**Problem requirements:**
Repeat the stretch of entries below from the line with "Where can the blue" through the line with "Where can the distant". Include both ends and add nothing.

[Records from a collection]
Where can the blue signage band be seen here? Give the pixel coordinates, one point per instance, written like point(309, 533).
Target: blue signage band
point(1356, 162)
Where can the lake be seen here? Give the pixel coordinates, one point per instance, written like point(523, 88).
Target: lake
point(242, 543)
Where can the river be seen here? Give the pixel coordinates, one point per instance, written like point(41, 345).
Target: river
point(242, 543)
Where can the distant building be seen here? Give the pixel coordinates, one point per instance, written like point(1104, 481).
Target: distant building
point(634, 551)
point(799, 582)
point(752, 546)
--
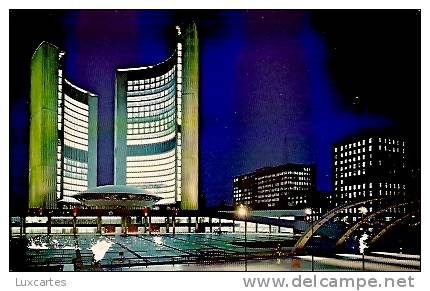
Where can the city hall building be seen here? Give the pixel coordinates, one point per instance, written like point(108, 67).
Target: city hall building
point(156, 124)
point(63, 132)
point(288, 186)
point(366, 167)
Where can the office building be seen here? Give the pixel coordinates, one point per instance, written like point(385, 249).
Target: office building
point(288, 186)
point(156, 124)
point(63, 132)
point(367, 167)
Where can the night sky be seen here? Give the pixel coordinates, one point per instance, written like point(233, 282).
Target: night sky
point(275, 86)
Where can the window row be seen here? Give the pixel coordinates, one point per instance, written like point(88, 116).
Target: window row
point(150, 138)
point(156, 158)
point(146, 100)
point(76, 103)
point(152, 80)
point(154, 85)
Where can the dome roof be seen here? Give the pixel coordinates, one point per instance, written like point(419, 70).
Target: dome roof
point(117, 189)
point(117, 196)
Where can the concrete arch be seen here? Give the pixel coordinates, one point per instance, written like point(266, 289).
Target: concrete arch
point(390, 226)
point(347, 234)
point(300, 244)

**Problem solution:**
Where can the blue signage band be seen here? Give the pixel coordinates, one point per instance, written like point(309, 533).
Target: blue signage band
point(1356, 162)
Where can the lake be seen here? Give the pixel coordinates, one point per instance, written like point(523, 88).
Target: lake
point(242, 543)
Where can the river be seen here? Give the pixel coordinates, one point per instance, written like point(41, 345).
Target: river
point(242, 543)
Where can the distant building be seen here? Give the pixel coordinates, one point per instance, written like point(1104, 481).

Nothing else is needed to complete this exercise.